→ THE REQUEST: Reproduce each line exactly, including spacing and punctuation.

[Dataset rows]
################

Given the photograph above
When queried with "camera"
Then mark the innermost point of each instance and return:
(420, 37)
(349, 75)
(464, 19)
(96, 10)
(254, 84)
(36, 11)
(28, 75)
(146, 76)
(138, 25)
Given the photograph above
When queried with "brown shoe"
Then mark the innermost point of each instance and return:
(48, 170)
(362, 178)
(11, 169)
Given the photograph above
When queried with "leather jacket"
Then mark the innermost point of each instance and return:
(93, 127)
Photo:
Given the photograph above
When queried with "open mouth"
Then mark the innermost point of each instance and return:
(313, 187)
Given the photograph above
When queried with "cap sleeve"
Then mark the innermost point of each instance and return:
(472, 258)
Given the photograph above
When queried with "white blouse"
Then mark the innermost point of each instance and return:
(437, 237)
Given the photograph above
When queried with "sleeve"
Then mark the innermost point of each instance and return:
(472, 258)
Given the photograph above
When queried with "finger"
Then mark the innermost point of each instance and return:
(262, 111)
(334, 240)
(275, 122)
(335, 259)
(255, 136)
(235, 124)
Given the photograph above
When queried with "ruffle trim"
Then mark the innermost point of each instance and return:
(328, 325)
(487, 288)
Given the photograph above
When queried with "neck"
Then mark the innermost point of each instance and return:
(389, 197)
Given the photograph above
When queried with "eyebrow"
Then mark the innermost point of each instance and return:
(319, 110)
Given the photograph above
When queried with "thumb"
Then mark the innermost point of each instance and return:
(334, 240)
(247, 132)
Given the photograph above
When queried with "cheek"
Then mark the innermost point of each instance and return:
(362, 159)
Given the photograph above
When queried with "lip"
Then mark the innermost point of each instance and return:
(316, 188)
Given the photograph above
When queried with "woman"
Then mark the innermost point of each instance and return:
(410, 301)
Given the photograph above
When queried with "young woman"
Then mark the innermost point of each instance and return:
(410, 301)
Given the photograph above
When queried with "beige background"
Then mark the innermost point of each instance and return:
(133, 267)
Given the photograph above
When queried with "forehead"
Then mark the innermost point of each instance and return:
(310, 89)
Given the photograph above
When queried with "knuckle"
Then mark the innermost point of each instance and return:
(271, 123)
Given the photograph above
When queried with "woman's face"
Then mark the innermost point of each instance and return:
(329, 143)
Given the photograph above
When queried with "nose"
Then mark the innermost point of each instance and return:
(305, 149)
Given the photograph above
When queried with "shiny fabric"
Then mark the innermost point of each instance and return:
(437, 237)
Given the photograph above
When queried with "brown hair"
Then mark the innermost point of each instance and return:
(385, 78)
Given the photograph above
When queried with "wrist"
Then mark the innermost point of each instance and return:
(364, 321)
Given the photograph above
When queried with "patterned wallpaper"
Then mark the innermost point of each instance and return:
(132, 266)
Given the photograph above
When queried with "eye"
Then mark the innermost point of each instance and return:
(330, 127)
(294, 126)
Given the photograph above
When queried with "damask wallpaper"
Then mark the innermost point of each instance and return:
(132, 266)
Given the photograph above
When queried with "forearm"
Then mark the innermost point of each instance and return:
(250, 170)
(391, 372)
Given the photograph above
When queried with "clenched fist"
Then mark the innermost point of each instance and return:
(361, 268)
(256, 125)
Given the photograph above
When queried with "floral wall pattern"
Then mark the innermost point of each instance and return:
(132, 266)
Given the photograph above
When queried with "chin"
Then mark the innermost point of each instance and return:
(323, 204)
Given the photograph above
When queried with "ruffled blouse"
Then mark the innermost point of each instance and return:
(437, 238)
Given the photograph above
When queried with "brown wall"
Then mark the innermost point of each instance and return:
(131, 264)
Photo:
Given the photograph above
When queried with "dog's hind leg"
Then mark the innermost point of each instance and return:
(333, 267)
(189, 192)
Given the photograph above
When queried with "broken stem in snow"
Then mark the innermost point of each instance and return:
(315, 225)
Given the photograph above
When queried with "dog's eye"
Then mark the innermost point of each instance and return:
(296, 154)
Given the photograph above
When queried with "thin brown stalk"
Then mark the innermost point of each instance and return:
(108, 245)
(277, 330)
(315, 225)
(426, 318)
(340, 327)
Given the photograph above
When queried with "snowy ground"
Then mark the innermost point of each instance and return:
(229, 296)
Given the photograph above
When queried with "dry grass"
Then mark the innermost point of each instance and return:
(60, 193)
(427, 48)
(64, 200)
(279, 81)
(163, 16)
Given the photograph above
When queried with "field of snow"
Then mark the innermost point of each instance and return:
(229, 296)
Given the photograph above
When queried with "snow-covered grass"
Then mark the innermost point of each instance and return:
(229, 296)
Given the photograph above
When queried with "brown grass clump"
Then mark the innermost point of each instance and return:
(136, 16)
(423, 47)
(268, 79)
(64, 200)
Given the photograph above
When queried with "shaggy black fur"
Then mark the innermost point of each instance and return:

################

→ WRITTEN RESPONSE:
Given the photograph above
When queried with "camera"
Then mark the innermost point of each instance and return:
(420, 37)
(349, 75)
(464, 19)
(96, 10)
(254, 84)
(36, 11)
(28, 75)
(146, 76)
(138, 25)
Given the photograph above
When queried with "brown shoe"
Then mark the innermost point of each instance and return:
(48, 170)
(362, 178)
(11, 169)
Given the photograph above
When queried with "leather jacket"
Then mark the innermost point of each instance and return:
(93, 127)
Photo:
Given the photograph above
When queried with "open mouth"
Then mark the innermost point of each instance and return:
(313, 187)
Given the photograph above
When queried with "cap sleeve"
Then mark the innermost point of each instance and return:
(472, 258)
Given the photograph above
When queried with "white blouse"
Then mark the innermost point of each instance and return:
(437, 237)
Given the photograph above
When queried with "sleeve"
Then mark the innermost point of each instance and return:
(472, 258)
Given the photograph above
When queried with "finger"
Then mark the innermost point of each instance and return:
(262, 111)
(334, 240)
(275, 122)
(335, 259)
(255, 136)
(235, 124)
Given the photograph above
When queried with "ruffle trim"
Then mark the innermost point of each instance and return:
(328, 325)
(487, 288)
Given the photograph above
When queried with "neck"
Then mark the innermost point of each instance and return:
(389, 197)
Given the photograph above
When queried with "eyebrow"
Then mark the innermost point of each instance and return:
(319, 110)
Given the photograph above
When queried with "thumb"
Then mark the innermost point of each instance and return:
(334, 240)
(247, 132)
Given the photograph above
When queried with "cheek"
Then mark the innermost point of each instance and return:
(362, 159)
Given the photograph above
When queried with "lip"
Then mark the innermost point of each instance and return:
(316, 188)
Given the photograph above
When queried with "woman"
Then mark the innermost point of each instance and return:
(410, 301)
Given the photograph above
When queried with "young woman"
Then mark the innermost point of each instance and return:
(410, 301)
Given the photograph above
When queried with "beige background"
Then mark the innermost point of each instance and return:
(133, 267)
Given the photograph above
When queried with "forehead"
Then mark the innermost point of each instance and return:
(310, 89)
Given the photograph above
When queried with "knuckle"
Then mark the innermost point of each instance and return:
(271, 123)
Given the photograph above
When queried with "woman's face"
Then mark the innermost point of each instance and return:
(329, 143)
Given the photograph above
When queried with "nose"
Then mark the innermost point of each instance and return:
(305, 149)
Given the photograph above
When queried with "shiny fabric"
Then mark the innermost point of each instance and return:
(437, 237)
Given the photograph above
When queried with "brown hair"
Then mark the innermost point of each instance and return:
(385, 78)
Given the photograph above
When queried with "wrist"
Then mark the innermost point of each instance and return:
(364, 321)
Given the photograph above
When queried with "patterned wallpaper"
Then mark the innermost point of each instance and return:
(132, 266)
Given the photograph above
When queried with "eye"
Then mark the innermost point of each instance and return:
(330, 127)
(294, 126)
Given the photograph above
When queried with "damask wallpaper"
Then mark the innermost point of each instance and return:
(132, 266)
Given the photograph above
When queried with "forearm"
Then mark the innermost point of each instance and return:
(250, 170)
(391, 372)
Given the photograph above
When queried with "clenched fist"
Then mark the innermost point of each instance and return:
(361, 268)
(256, 125)
Given the photograph above
When queried with "floral wall pattern"
Then mark the innermost point of each instance and return:
(132, 266)
Given the photograph above
When queried with "chin"
Then mark the innermost point of each instance and return:
(323, 204)
Given the photograph above
When queried with "ruffled blouse"
Then mark the innermost point of each instance and return:
(437, 238)
Given the photograph above
When queried with "brown wall"
Then mark the innermost point of each instance and return:
(131, 264)
Photo:
Given the photograph above
When queried with "dog's hind leg"
Then mark the innermost point of each instance and return:
(333, 267)
(189, 192)
Given the photograph above
When queried with "broken stem in snow"
Then mark the innermost point of each instance and return:
(315, 225)
Given the photograph above
When queried with "dog's eye"
Then mark the innermost point of each instance and return:
(296, 154)
Given the photograph above
When queried with "thin brown stalk"
Then mark the innermost point of each instance and return:
(108, 245)
(277, 330)
(315, 225)
(426, 318)
(340, 327)
Given the photograph above
When queried with "snowy ground"
Then mark the innermost point of each instance and return:
(229, 296)
Given the photograph above
When queried with "dry grass"
Then mark the innermost point of each instance and return:
(60, 193)
(427, 48)
(64, 200)
(279, 81)
(163, 16)
Given the photograph above
When queried with "field of snow"
Then mark the innermost point of each instance and return:
(229, 296)
Given the photograph above
When queried with "snow-covered grass"
Then mark the innermost point of each instance and return:
(229, 296)
Given the photograph above
When queried with "brown grass clump"
Then mark the innermost point of each instance and return:
(136, 16)
(423, 47)
(268, 79)
(64, 200)
Given the photograph above
When queried with "shaggy black fur"
Then mark the innermost point of each instance and return:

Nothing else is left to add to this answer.